Rows excerpted from a collection:

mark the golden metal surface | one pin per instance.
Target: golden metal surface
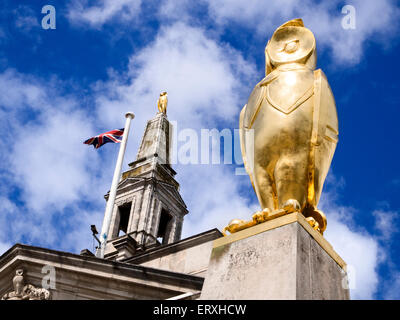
(292, 115)
(279, 222)
(162, 102)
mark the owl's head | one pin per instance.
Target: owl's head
(291, 43)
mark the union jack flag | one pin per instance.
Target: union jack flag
(110, 136)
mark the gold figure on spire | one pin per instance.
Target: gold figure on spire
(289, 130)
(162, 102)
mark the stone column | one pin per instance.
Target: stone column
(279, 259)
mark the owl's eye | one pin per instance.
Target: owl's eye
(291, 46)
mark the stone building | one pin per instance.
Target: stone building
(145, 257)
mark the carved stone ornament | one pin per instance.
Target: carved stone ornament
(25, 292)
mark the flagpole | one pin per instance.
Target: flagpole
(113, 191)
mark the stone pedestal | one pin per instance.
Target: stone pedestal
(280, 259)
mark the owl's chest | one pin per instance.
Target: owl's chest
(290, 90)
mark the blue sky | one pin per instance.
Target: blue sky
(60, 87)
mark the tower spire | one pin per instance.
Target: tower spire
(148, 210)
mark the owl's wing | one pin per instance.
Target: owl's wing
(325, 129)
(246, 133)
(254, 104)
(244, 137)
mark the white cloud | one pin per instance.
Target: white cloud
(103, 12)
(25, 18)
(206, 83)
(384, 222)
(375, 21)
(358, 248)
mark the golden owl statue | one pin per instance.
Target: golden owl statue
(289, 129)
(162, 102)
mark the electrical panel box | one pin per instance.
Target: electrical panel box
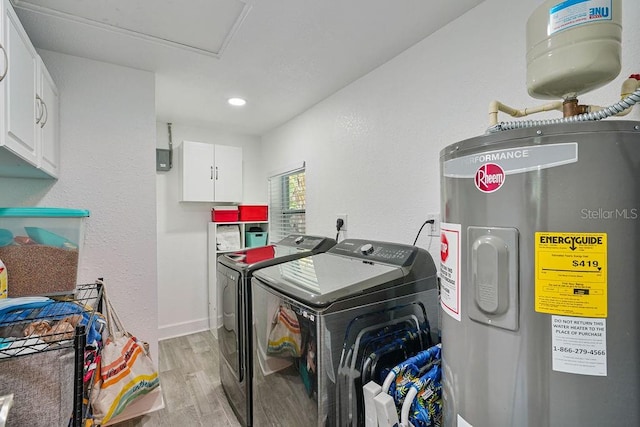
(163, 159)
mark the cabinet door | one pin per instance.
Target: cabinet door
(197, 172)
(228, 173)
(48, 125)
(21, 109)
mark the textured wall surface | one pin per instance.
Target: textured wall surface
(372, 149)
(182, 230)
(107, 134)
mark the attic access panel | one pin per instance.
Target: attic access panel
(206, 26)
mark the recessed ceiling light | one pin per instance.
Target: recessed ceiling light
(237, 102)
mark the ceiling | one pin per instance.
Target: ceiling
(283, 56)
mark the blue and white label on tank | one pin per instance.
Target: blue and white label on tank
(513, 160)
(571, 13)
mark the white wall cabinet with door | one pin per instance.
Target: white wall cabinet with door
(23, 110)
(211, 173)
(48, 121)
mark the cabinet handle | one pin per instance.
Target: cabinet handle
(39, 108)
(45, 113)
(6, 63)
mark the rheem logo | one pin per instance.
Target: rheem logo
(489, 177)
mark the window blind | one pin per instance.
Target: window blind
(287, 204)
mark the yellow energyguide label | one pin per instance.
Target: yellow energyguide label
(571, 274)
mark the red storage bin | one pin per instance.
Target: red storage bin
(253, 212)
(224, 215)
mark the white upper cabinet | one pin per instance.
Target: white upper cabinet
(48, 125)
(228, 174)
(29, 142)
(211, 173)
(20, 89)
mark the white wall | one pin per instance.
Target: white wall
(107, 139)
(182, 230)
(372, 149)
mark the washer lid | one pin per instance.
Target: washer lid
(322, 279)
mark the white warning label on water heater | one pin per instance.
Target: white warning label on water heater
(450, 251)
(570, 13)
(579, 345)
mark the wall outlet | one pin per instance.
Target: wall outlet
(434, 229)
(343, 217)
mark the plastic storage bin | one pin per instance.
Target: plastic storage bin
(255, 238)
(40, 248)
(224, 214)
(253, 212)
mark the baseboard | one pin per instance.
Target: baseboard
(146, 404)
(184, 328)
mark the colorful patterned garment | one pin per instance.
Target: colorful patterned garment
(426, 408)
(285, 334)
(409, 371)
(403, 345)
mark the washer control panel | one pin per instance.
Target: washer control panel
(373, 251)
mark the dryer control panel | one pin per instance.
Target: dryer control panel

Written instruction:
Reproduce all the rows above, replacing "one pin per instance" with "one point per object" wherever it occurs and keeping everything else unchanged. Leave the pictures out.

Reply:
mark the golden metal surface | one point per object.
Target: golden metal surface
(292, 115)
(279, 222)
(162, 102)
mark the owl's head | one point per object.
Target: owl's head
(291, 43)
mark the union jack flag | one point per object.
Target: union jack flag
(110, 136)
mark the gold figure on spire | one point per object.
Target: gold figure on spire
(289, 130)
(162, 102)
mark the stone column | one point per object.
Target: stone column
(279, 259)
mark the owl's eye | one point per object.
Target: owl's eye
(291, 46)
mark the stone building | one point per object.
Target: stone building
(145, 257)
mark the carved stone ornament | one point per object.
Target: carved stone ornament
(25, 292)
mark the flagpole | one point per object.
Target: flagpole
(113, 191)
mark the stone pedestal | one point per object.
Target: stone pedestal
(280, 259)
mark the owl's chest | one point per object.
Target: owl's chest
(290, 90)
mark the blue sky | one point per object.
Target: blue sky
(60, 87)
mark the tower spire | one point per object.
Target: tower spire
(148, 210)
mark the owl's wing | one point per object.
Target: owl's wing
(325, 129)
(246, 133)
(254, 104)
(244, 137)
mark the white cloud | one point per object.
Target: white cloud
(103, 12)
(25, 18)
(206, 83)
(384, 222)
(375, 21)
(358, 248)
mark the golden owl statue | one point per object.
Target: golden owl statue
(289, 129)
(162, 102)
mark the electrical panel box | one point per object.
Target: electrical panel box
(163, 159)
mark the cabinet door | one point per object.
Target: cabinet door
(197, 172)
(228, 173)
(48, 125)
(21, 109)
mark the textured wall surface | one point per object.
Target: textured wall surface
(372, 149)
(182, 230)
(107, 134)
mark the attic access panel | one point per object.
Target: attic access panel
(206, 26)
mark the recessed ceiling light | one point per object.
Target: recessed ceiling light
(237, 102)
mark the ceiling | one point per object.
Target: ceiling
(283, 56)
mark the blue and white label on tank | one point per object.
Target: blue and white label on tank
(513, 160)
(571, 13)
mark the white wall cabinet with door | one point per object.
Target: white wall cabinet with door
(23, 110)
(211, 173)
(48, 121)
mark the cabinet handle | one point per object.
Target: cabinet handle
(39, 108)
(45, 113)
(6, 63)
mark the rheem logo | one point per object.
Target: rheem logo
(489, 177)
mark the window blind | one point per object.
Target: window blind
(287, 204)
mark the yellow energyguide label | one point per object.
Target: yellow energyguide label
(571, 274)
mark the red storage bin | one point per object.
Target: red storage bin
(253, 212)
(224, 215)
mark the white upper cabinet | one point per object.
Target: white upper cabinet
(48, 125)
(228, 174)
(29, 142)
(211, 173)
(20, 89)
mark the white wall | one point per object.
Target: white wall
(107, 139)
(182, 230)
(372, 149)
mark the washer lid | one point per object.
Target: washer lid
(322, 279)
mark the white warning label on water heater | one point per object.
Target: white warning label on water heater
(450, 251)
(570, 13)
(579, 345)
mark the wall outlet | one point per object.
Target: wall outlet
(434, 229)
(343, 217)
mark the plastic storage bin | one point per object.
Target: plastic storage bin
(255, 238)
(40, 248)
(224, 214)
(253, 212)
mark the baseboard | one point per object.
Target: baseboard
(146, 404)
(184, 328)
mark the colorful patterned garment | one point per object.
Target: colorful patterned garment
(426, 408)
(285, 334)
(409, 371)
(403, 345)
mark the washer control panel | one point per object.
Target: washer control panel
(373, 251)
mark the dryer control panel | one point per object.
Target: dryer control panel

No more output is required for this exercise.